| TASK PROMPT |
Please copy the passage on public hospitals word for word, starting at the words "There is hardly" and stopping after "been long overdue.".

Deceit, exploitation of poor people and utter lack of care are presently the very transparent features of all publicly run medical care institutions in the country. The degrees may vary from institution to institution. But they exist, more or less, in all of them. The public hospitals are supposed to provide medicines free of cost or at much subsidised prices from their stores. The stores are also regularly and well supplied with medicines and various medical paraphernalia for the purpose. But the bitter reality is that patients admitted to public hospitals most of the time are required to buy their medicines or aiding items for surgery from outside the hospitals. They are routinely told that the hospitals’ stores have run out of these goods whereas what happens is that corrupt personnel manning the stores sell the goods — stocked there– to private medicine shops in full connivance with the hospitals’ administrations.
Food and laundry services for the hospitals depend on private contractors engaged by hospital administrations. But the contractors usually supply extremely poor food in terms of both quantity and quality and members of the hospital administrations say or do nothing in response as they get regular kickbacks from the contractors for their silence. The contractors cheat in respect of food supply to squeeze out more profits although ample funds are allocated in the hospitals’ budgets for the supply of proper food. Contractors engaged for the laundry services are also found doing the same to make money at the expense of the comfort and hygiene of the poor patients. Bed sheets and pillow covers come from the laundry as cleaned ones although the patients or their attendants may find them as anything but clean.
The premises of the public hospitals are to be kept germ free. For ensuring the antiseptic environment in them, huge sums are allocated in the budgets of the hospitals. Every government hospital or upazilla health complex on paper employs staff to work as cleaners round the clock to keep the premises clean. But allegedly, many of these cleaners are in the payrolls in paper only with no actual physical existence. The salaries of these ghost workers are regularly pocketed by certain potentates in the hospitals’ administrations. Even the few cleaners who actually work are too badly supervised and they get away with doing very little or nothing. Soaps and detergents for cleaning purposes –bought from funds of the hospitals– are also sold outside like the medicines and medical aids from the hospitals’ stores.
Valuable medical equipment have been lying in disuse at public hospitals. In some cases, the equipments have rusted away or turned unusable. The equipment could be an x-ray machine, dialysis machine, pathological testing instrument, etc.
There is hardly properaccountability to be noted at any tier of the public health care system. Deep and driving measures to be taken and sustained for the improvement of the public health care system, have been long overdue.

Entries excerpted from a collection
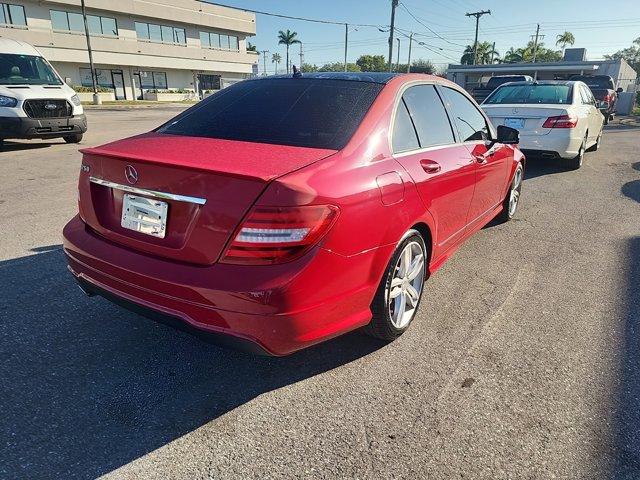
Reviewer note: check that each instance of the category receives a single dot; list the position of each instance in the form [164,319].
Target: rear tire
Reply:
[400,291]
[576,162]
[77,138]
[512,199]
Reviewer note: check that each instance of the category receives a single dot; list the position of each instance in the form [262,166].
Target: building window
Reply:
[219,41]
[12,15]
[160,33]
[73,22]
[155,80]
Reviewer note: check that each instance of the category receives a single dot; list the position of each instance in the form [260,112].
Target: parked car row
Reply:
[556,119]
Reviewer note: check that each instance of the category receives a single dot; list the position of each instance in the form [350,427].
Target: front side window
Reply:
[469,122]
[26,70]
[428,115]
[304,112]
[12,15]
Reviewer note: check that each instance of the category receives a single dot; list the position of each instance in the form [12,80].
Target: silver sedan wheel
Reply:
[403,293]
[515,192]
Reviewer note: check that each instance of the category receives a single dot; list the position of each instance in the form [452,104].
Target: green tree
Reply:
[422,66]
[276,58]
[486,54]
[287,39]
[630,54]
[372,63]
[339,67]
[564,39]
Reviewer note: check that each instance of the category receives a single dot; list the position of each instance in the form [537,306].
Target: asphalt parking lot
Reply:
[523,362]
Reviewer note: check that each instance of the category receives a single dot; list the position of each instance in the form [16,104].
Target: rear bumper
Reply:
[26,127]
[273,309]
[553,145]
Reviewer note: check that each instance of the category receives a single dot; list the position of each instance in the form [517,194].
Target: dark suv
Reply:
[604,89]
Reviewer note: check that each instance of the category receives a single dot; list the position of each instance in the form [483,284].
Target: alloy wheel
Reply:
[516,187]
[405,288]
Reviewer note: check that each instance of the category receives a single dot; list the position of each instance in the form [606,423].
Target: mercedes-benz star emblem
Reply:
[131,174]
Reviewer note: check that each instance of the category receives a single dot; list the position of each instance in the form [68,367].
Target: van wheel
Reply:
[398,296]
[77,138]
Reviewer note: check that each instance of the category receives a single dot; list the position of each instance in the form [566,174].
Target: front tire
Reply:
[77,138]
[512,199]
[400,291]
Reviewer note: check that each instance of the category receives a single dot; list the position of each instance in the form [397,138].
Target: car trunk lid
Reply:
[530,117]
[208,186]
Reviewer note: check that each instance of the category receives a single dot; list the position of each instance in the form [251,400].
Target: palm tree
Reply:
[276,58]
[486,53]
[565,39]
[287,39]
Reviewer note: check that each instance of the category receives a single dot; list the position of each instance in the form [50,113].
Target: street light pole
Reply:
[96,96]
[409,58]
[346,42]
[394,4]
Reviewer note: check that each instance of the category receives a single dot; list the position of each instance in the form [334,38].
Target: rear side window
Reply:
[316,113]
[469,122]
[404,134]
[429,116]
[532,94]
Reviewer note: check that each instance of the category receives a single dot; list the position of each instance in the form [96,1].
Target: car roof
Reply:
[16,47]
[371,77]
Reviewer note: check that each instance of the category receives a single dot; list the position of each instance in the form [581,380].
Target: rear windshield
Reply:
[495,82]
[317,113]
[537,94]
[596,82]
[26,70]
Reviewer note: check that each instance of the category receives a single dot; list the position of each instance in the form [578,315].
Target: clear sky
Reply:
[600,26]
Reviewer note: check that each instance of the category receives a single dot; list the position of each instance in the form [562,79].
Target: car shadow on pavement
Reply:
[627,399]
[17,146]
[88,387]
[538,167]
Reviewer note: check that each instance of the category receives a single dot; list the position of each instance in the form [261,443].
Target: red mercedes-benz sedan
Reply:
[284,211]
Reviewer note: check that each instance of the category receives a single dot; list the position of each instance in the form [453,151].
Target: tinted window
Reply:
[404,134]
[532,93]
[469,122]
[429,116]
[288,111]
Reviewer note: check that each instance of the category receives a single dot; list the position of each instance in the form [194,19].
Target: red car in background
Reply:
[284,211]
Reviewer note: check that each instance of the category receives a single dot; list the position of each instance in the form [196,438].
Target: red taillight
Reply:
[561,121]
[279,234]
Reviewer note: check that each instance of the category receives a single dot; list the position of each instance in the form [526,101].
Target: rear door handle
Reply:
[430,166]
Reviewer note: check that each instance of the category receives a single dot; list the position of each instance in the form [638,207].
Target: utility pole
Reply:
[346,42]
[301,56]
[96,96]
[475,44]
[394,4]
[535,39]
[264,61]
[409,58]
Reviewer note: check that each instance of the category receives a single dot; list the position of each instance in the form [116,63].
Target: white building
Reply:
[138,45]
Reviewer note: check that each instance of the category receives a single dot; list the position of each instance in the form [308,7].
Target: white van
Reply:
[34,101]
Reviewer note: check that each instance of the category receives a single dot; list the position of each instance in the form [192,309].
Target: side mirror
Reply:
[508,135]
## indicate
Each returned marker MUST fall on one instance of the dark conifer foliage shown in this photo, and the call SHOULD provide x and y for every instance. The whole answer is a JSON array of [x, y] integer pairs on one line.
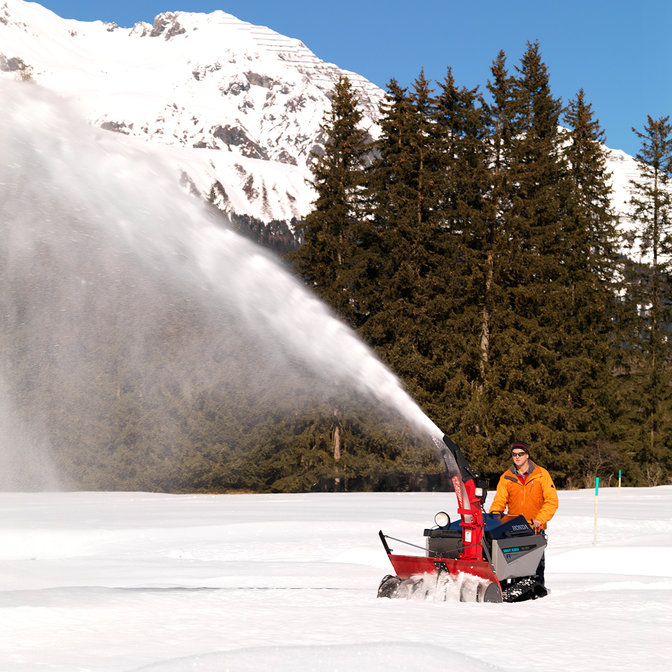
[[474, 247], [594, 271], [328, 258], [652, 213], [402, 193]]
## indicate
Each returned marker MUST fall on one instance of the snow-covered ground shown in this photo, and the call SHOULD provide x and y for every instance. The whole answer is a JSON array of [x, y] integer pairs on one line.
[[134, 581]]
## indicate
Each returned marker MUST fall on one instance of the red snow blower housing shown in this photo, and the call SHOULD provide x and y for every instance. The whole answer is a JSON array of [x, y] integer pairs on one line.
[[483, 557]]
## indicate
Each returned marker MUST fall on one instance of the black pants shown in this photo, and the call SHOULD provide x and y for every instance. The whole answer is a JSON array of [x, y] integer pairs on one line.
[[540, 569]]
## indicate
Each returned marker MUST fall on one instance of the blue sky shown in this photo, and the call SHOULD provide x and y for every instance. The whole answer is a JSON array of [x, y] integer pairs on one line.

| YOUR RESPONSE |
There is hardly properaccountability to be noted at any tier of the public health care system. Deep and driving measures to be taken and sustained for the improvement of the public health care system, have been long overdue.